■ **WORK TASK**: What follows is a set of entries. Give them again exactly, without the pictures.

Stored entries
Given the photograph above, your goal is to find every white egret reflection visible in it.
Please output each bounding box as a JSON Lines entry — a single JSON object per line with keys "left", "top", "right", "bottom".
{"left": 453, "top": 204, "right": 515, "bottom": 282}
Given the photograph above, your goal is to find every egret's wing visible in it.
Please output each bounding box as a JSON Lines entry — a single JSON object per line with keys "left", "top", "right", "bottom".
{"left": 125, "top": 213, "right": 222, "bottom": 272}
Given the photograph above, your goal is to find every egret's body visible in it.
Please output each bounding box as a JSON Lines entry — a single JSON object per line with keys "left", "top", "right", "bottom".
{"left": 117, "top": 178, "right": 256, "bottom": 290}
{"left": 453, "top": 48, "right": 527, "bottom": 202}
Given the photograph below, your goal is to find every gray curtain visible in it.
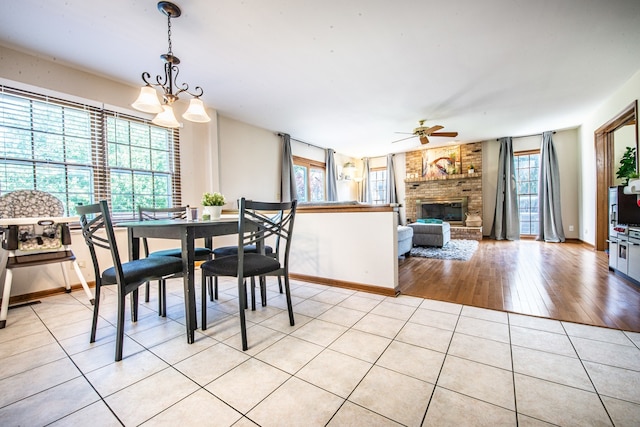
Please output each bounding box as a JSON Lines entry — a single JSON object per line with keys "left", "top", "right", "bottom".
{"left": 326, "top": 149, "right": 338, "bottom": 201}
{"left": 491, "top": 137, "right": 520, "bottom": 240}
{"left": 280, "top": 133, "right": 297, "bottom": 202}
{"left": 361, "top": 157, "right": 371, "bottom": 203}
{"left": 537, "top": 131, "right": 565, "bottom": 242}
{"left": 386, "top": 154, "right": 397, "bottom": 204}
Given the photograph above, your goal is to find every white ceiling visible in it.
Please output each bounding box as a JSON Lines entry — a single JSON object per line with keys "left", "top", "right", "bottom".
{"left": 1, "top": 0, "right": 640, "bottom": 157}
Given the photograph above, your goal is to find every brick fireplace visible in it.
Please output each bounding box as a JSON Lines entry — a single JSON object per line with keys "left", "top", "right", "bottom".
{"left": 405, "top": 142, "right": 483, "bottom": 238}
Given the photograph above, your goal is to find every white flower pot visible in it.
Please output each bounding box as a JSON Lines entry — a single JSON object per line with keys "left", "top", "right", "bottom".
{"left": 204, "top": 205, "right": 222, "bottom": 220}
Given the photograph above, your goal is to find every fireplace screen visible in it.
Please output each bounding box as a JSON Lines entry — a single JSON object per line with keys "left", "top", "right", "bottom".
{"left": 417, "top": 197, "right": 467, "bottom": 225}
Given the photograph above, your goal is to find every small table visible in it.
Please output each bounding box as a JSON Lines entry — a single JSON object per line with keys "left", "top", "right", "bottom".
{"left": 118, "top": 218, "right": 240, "bottom": 343}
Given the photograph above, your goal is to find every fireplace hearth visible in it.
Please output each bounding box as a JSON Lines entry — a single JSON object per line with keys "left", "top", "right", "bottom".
{"left": 417, "top": 197, "right": 468, "bottom": 225}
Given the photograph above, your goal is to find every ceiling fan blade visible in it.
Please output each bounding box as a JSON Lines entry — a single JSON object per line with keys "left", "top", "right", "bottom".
{"left": 430, "top": 132, "right": 458, "bottom": 137}
{"left": 424, "top": 125, "right": 444, "bottom": 134}
{"left": 420, "top": 135, "right": 430, "bottom": 144}
{"left": 394, "top": 131, "right": 415, "bottom": 135}
{"left": 391, "top": 135, "right": 417, "bottom": 143}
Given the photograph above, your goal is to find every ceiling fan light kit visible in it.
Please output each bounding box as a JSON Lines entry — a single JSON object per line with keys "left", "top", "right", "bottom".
{"left": 131, "top": 1, "right": 211, "bottom": 128}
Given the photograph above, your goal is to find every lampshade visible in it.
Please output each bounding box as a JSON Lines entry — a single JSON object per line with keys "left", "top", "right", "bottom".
{"left": 132, "top": 86, "right": 163, "bottom": 113}
{"left": 152, "top": 105, "right": 180, "bottom": 128}
{"left": 182, "top": 98, "right": 211, "bottom": 123}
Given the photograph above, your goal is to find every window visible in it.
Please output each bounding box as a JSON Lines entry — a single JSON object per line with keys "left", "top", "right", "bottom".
{"left": 0, "top": 85, "right": 180, "bottom": 219}
{"left": 515, "top": 150, "right": 540, "bottom": 236}
{"left": 293, "top": 156, "right": 325, "bottom": 202}
{"left": 369, "top": 167, "right": 387, "bottom": 204}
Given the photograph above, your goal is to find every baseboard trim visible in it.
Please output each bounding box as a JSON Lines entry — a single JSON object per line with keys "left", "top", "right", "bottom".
{"left": 2, "top": 282, "right": 96, "bottom": 306}
{"left": 289, "top": 273, "right": 398, "bottom": 297}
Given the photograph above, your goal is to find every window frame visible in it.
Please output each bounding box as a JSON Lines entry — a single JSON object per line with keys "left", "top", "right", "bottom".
{"left": 293, "top": 155, "right": 326, "bottom": 202}
{"left": 515, "top": 149, "right": 540, "bottom": 236}
{"left": 368, "top": 166, "right": 388, "bottom": 205}
{"left": 0, "top": 85, "right": 181, "bottom": 220}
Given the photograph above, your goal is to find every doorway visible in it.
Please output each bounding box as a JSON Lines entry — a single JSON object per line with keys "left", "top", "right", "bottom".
{"left": 594, "top": 101, "right": 638, "bottom": 251}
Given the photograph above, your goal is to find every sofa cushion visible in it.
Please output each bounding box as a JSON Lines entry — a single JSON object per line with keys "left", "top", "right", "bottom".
{"left": 397, "top": 225, "right": 414, "bottom": 241}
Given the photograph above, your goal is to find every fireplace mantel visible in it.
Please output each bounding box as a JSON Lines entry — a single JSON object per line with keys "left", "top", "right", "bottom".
{"left": 405, "top": 172, "right": 482, "bottom": 184}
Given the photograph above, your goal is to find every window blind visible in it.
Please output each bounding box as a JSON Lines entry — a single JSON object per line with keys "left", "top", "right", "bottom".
{"left": 0, "top": 85, "right": 182, "bottom": 219}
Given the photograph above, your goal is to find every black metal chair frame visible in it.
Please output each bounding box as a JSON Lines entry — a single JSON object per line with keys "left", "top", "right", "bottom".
{"left": 137, "top": 205, "right": 213, "bottom": 316}
{"left": 77, "top": 201, "right": 183, "bottom": 361}
{"left": 200, "top": 198, "right": 297, "bottom": 350}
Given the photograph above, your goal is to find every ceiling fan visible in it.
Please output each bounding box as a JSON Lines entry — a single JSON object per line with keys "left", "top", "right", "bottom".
{"left": 392, "top": 120, "right": 459, "bottom": 145}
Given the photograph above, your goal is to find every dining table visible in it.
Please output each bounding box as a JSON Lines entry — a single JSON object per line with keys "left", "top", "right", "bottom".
{"left": 118, "top": 217, "right": 242, "bottom": 343}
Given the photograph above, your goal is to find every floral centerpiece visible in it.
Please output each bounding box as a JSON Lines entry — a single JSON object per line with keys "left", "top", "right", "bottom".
{"left": 201, "top": 192, "right": 225, "bottom": 220}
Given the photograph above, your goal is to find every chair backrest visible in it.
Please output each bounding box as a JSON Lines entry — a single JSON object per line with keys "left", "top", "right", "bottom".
{"left": 0, "top": 190, "right": 68, "bottom": 251}
{"left": 138, "top": 206, "right": 188, "bottom": 221}
{"left": 238, "top": 198, "right": 297, "bottom": 270}
{"left": 138, "top": 206, "right": 189, "bottom": 256}
{"left": 0, "top": 190, "right": 64, "bottom": 218}
{"left": 76, "top": 201, "right": 123, "bottom": 286}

■ **REPLY TO THE TASK**:
Given the photograph above, your goal is to find every white egret reflection visible in it.
Please output each bounding box as a JSON Lines entry — a single JSON object per line with keys "left", "top", "right", "bottom".
{"left": 453, "top": 204, "right": 515, "bottom": 282}
Given the photograph above, your goal is to find every egret's wing visible in it.
Please output each bounding box as a JSON Lines entry — a single JSON object per line with keys "left", "top", "right", "bottom".
{"left": 125, "top": 213, "right": 222, "bottom": 272}
Given the photograph above, your goal is to find every egret's body visible in it.
Please output each bounding box as a JSON Lines entry — a single JSON object per line with keys "left", "top", "right", "bottom".
{"left": 117, "top": 178, "right": 256, "bottom": 290}
{"left": 453, "top": 48, "right": 527, "bottom": 202}
Given the photograph below, your goal is to find every gray curtain visible in it.
Please output each bounding box as a JSON Lines entry — a single JSON object per line with keys "left", "top", "right", "bottom".
{"left": 326, "top": 149, "right": 338, "bottom": 201}
{"left": 491, "top": 137, "right": 520, "bottom": 240}
{"left": 280, "top": 133, "right": 297, "bottom": 202}
{"left": 361, "top": 157, "right": 371, "bottom": 203}
{"left": 537, "top": 131, "right": 565, "bottom": 242}
{"left": 386, "top": 154, "right": 397, "bottom": 204}
Given the photograph above, your goal is to find every white ceiling visible in it.
Please output each bounding box as a JSON Lines entry — a single JSON object per line with keys "left", "top", "right", "bottom".
{"left": 1, "top": 0, "right": 640, "bottom": 157}
Given the photograph above, your goal is to find every brick fireplace visible in it.
Please output each bounding box as a JSON Lines entry — a single JSON object per line with keys "left", "top", "right", "bottom".
{"left": 405, "top": 142, "right": 483, "bottom": 238}
Given the photograph above, your goal is to find every white flower pot visible in it.
Please output each bounding box as a JSON Lines entry — a single JSON object per line with keys "left", "top", "right", "bottom".
{"left": 204, "top": 205, "right": 222, "bottom": 220}
Given the photograph above, your goal is to find every fireplace screen visible in it.
Please output each bounding box as a JSON Lines entry — a single JSON object per line with keys "left", "top", "right", "bottom".
{"left": 417, "top": 197, "right": 467, "bottom": 225}
Given the photograph above, your goal is to find every small table visible in it.
Please output each bounding box as a JSON Lines entry — a single JSON object per line with keys "left", "top", "right", "bottom".
{"left": 118, "top": 218, "right": 240, "bottom": 343}
Given the photograph above, your goal is to find every fireplace hearth visible in it.
Please output each bounding box as a JSON Lines entry — a single JSON object per line with keys "left", "top", "right", "bottom".
{"left": 417, "top": 197, "right": 468, "bottom": 225}
Given the photograph above, your goal is to find every ceiling fan blade visible in it.
Please output each bounding box as a JSON Lines entry — a single JSON object per line with keys "left", "top", "right", "bottom".
{"left": 430, "top": 132, "right": 458, "bottom": 137}
{"left": 424, "top": 125, "right": 444, "bottom": 134}
{"left": 420, "top": 135, "right": 430, "bottom": 144}
{"left": 394, "top": 131, "right": 415, "bottom": 135}
{"left": 391, "top": 135, "right": 417, "bottom": 143}
Given the photograph above, your goal is to find every ceiling fan light kit visible in it.
Please output each bounding box as a JSON Lines entry — a single JSON object per line with keys "left", "top", "right", "bottom".
{"left": 131, "top": 1, "right": 211, "bottom": 128}
Given the photograph above, your goal is to find every lampshade visible in it.
Please output each bounding box as a JSON Lines entry — a single JSON object per line with keys "left", "top", "right", "bottom".
{"left": 132, "top": 86, "right": 163, "bottom": 113}
{"left": 152, "top": 105, "right": 180, "bottom": 128}
{"left": 182, "top": 98, "right": 211, "bottom": 123}
Given the photograph above, your goal is to find every window visible in it.
Please output each bounding box as a JSON Lines entry — a single JSON object per line with keys "left", "top", "right", "bottom".
{"left": 0, "top": 85, "right": 180, "bottom": 219}
{"left": 515, "top": 150, "right": 540, "bottom": 236}
{"left": 293, "top": 156, "right": 325, "bottom": 202}
{"left": 369, "top": 167, "right": 387, "bottom": 204}
Given the photograph above, your goal is to find every baseboard trim visible in it.
Please output each bounding box as a JSON Lines entry — a single JSON object per line with keys "left", "top", "right", "bottom".
{"left": 2, "top": 282, "right": 96, "bottom": 306}
{"left": 289, "top": 273, "right": 398, "bottom": 297}
Given the photograph above, your goal is to find every window frame visible in it.
Please output each bounding box as a JSON Lines entry — a single JSON object per line with keys "left", "top", "right", "bottom".
{"left": 293, "top": 155, "right": 326, "bottom": 202}
{"left": 515, "top": 149, "right": 540, "bottom": 236}
{"left": 368, "top": 166, "right": 388, "bottom": 205}
{"left": 0, "top": 85, "right": 181, "bottom": 220}
Given the photograph above, your goal is to find every doorway visible in it.
Please output each bounding box as a JSON Lines entry — a single JSON object per line with keys "left", "top", "right", "bottom".
{"left": 594, "top": 101, "right": 638, "bottom": 251}
Given the photograph above, your goal is to find every sofa cushion visible in it.
Please output each bounding box as a JSON Lines entry — a single JSON object per line with keys "left", "top", "right", "bottom".
{"left": 397, "top": 225, "right": 414, "bottom": 241}
Given the photograph above, your goal is to find every fireplace mantel visible in it.
Please output each bounding box as a JSON Lines entry — a single JSON object per line with keys "left", "top", "right", "bottom".
{"left": 405, "top": 172, "right": 482, "bottom": 184}
Given the photograph above, your goal is to find every window blind visible in it.
Please output each bounding box as a JSON Lines entry — a single JSON object per line with keys "left", "top", "right", "bottom".
{"left": 0, "top": 85, "right": 182, "bottom": 219}
Given the photograph above, your goal is to find every black metal chair frame visible in it.
Please output each bounding box as a JSON Lines entry — a single JSON object per line with keys "left", "top", "right", "bottom".
{"left": 137, "top": 205, "right": 213, "bottom": 316}
{"left": 77, "top": 201, "right": 183, "bottom": 361}
{"left": 200, "top": 198, "right": 297, "bottom": 350}
Given the photograph above, your goal is to find every ceiling fan visible in it.
Please output each bounding box as a JSON Lines entry — a single JSON object per line with keys "left", "top", "right", "bottom".
{"left": 392, "top": 120, "right": 459, "bottom": 145}
Given the photograph above, your goal is to find every dining table visible in it.
Please output each bounding box as a JSON Lines entry — a single JSON object per line with keys "left", "top", "right", "bottom".
{"left": 118, "top": 217, "right": 242, "bottom": 343}
Given the photograph above, your goal is to find every floral centerpiece visible in it.
Please output each bounding box as a JSON Lines entry — a single JSON object per line with keys "left", "top", "right", "bottom".
{"left": 201, "top": 192, "right": 225, "bottom": 220}
Given the photograph above, your goal is to find every chair backrest visible in it.
Please output each bounding box as a JSON Lines entry — a single JSON object per line with keys "left", "top", "right", "bottom".
{"left": 0, "top": 190, "right": 68, "bottom": 251}
{"left": 138, "top": 206, "right": 188, "bottom": 221}
{"left": 238, "top": 198, "right": 297, "bottom": 270}
{"left": 138, "top": 206, "right": 189, "bottom": 256}
{"left": 0, "top": 190, "right": 64, "bottom": 218}
{"left": 76, "top": 201, "right": 123, "bottom": 286}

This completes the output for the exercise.